Copy the material below line for line, with no changes. Leave out the pictures.

◇ ◇ ◇ ◇ ◇ ◇ ◇

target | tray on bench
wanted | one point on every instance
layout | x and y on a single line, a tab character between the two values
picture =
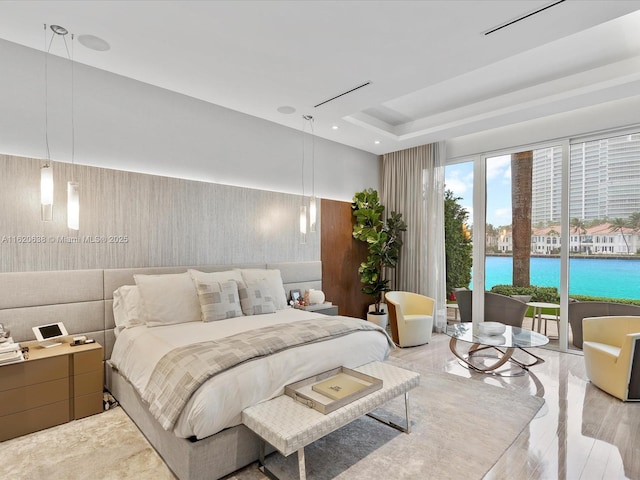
304	393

◇ ◇ ◇ ◇ ◇ ◇ ◇

**RESULT OF THIS EXERCISE:**
target | tray on bench
wanted | one point on every instance
layout | x and y on a single line, a tab character between the two values
picture =
304	393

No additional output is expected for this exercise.